* begin *
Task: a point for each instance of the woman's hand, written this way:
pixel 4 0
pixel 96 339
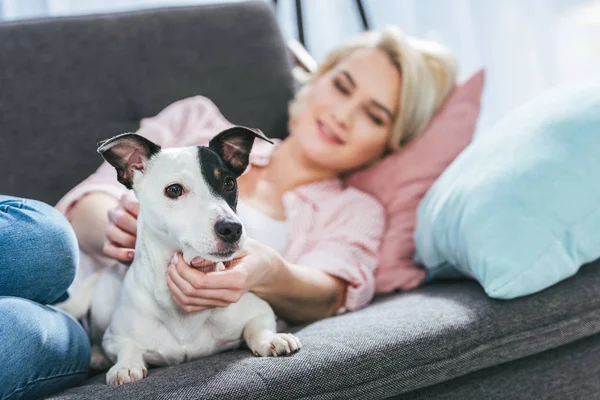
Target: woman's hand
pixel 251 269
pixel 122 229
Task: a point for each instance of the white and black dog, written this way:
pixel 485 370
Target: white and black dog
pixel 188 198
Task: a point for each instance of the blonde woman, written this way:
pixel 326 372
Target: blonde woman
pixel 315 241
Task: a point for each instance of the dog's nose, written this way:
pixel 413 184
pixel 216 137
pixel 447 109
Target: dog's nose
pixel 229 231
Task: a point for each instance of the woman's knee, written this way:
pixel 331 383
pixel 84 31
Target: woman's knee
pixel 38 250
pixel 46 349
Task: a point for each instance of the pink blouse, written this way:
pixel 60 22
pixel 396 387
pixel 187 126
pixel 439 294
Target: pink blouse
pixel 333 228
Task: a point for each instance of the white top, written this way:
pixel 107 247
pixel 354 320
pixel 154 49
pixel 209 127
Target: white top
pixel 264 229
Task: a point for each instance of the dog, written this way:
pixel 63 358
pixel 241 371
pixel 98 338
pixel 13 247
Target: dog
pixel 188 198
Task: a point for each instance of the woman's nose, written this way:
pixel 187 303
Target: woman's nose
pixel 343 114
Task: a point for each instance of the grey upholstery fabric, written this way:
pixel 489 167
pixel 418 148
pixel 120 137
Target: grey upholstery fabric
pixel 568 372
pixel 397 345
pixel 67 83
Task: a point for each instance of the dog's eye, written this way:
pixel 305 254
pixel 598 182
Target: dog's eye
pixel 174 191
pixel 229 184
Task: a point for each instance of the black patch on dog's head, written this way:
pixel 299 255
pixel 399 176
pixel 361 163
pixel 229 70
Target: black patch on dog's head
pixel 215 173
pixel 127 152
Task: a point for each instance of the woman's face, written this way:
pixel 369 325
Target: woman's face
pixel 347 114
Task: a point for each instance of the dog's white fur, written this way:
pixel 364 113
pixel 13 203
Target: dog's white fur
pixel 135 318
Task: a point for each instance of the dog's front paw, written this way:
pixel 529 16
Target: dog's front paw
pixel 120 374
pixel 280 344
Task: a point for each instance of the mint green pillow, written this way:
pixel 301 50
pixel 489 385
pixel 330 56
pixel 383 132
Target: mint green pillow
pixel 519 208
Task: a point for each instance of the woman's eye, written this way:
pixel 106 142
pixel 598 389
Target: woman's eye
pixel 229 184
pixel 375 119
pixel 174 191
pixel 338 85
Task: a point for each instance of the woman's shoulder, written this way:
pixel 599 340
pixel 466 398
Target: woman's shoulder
* end *
PROBLEM TO SOLVE: Copy all of the data above line for line, without changing anything. Leave out the picture.

OUTPUT OF THE TASK:
Task: a point for each instance of the woman's hand, written this way:
pixel 4 0
pixel 96 339
Target: woman's hand
pixel 251 269
pixel 122 229
Task: a point for each instance of the white and black dog, written this way:
pixel 485 370
Target: white and black dog
pixel 188 198
Task: a point for each instance of the blonde woman, written this way:
pixel 326 372
Target: blonde woman
pixel 315 241
Task: a point for each instance of the dog's nose, written this way:
pixel 413 184
pixel 216 137
pixel 447 109
Target: dog's nose
pixel 229 231
Task: a point for each instance of the woman's knee, written this way:
pixel 331 383
pixel 84 31
Target: woman's knee
pixel 38 250
pixel 46 349
Task: a point for each instance of the pink blouse, written this way:
pixel 60 22
pixel 396 387
pixel 187 126
pixel 439 294
Target: pink blouse
pixel 333 228
Task: a point for each instance of the white top, written this way:
pixel 107 247
pixel 354 320
pixel 154 49
pixel 209 127
Target: white top
pixel 264 229
Task: a point for each instance of the dog, written this way:
pixel 63 358
pixel 241 371
pixel 98 338
pixel 13 247
Target: dog
pixel 188 198
Task: a point for each instance of the woman's nose, written this way:
pixel 187 303
Target: woman's nose
pixel 343 114
Task: a point for each instance of the grey upholstery fabric, written this way:
pixel 489 167
pixel 418 148
pixel 120 137
Target: grey upholstery fabric
pixel 568 372
pixel 397 345
pixel 67 83
Task: a point for each instance of the dog's eye, written this way:
pixel 305 254
pixel 598 182
Target: dog's eye
pixel 174 191
pixel 229 184
Task: a point for each instance of the black patch on dog's head, written this way:
pixel 299 255
pixel 399 176
pixel 361 163
pixel 229 70
Target: black patch on dog's head
pixel 215 173
pixel 127 152
Task: a point for each instance of the woman's face, written this way:
pixel 369 325
Target: woman's face
pixel 347 114
Task: a point for each instance of the dog's white fur, written this way:
pixel 364 113
pixel 13 203
Target: dog's white fur
pixel 135 318
Task: a point for each instance of the dog's front paw, written this way:
pixel 529 16
Target: dog's front paw
pixel 120 374
pixel 280 344
Task: a point for each instance of the mint green pillow, written this way:
pixel 301 50
pixel 489 385
pixel 330 56
pixel 383 132
Target: mint green pillow
pixel 519 208
Task: a point for each instance of the woman's eye, written this way:
pixel 106 142
pixel 598 389
Target: woman's eye
pixel 229 184
pixel 375 119
pixel 174 191
pixel 338 85
Task: a point for each instance of the woman's shoulder, written this way:
pixel 599 340
pixel 466 398
Target: woman's shoulder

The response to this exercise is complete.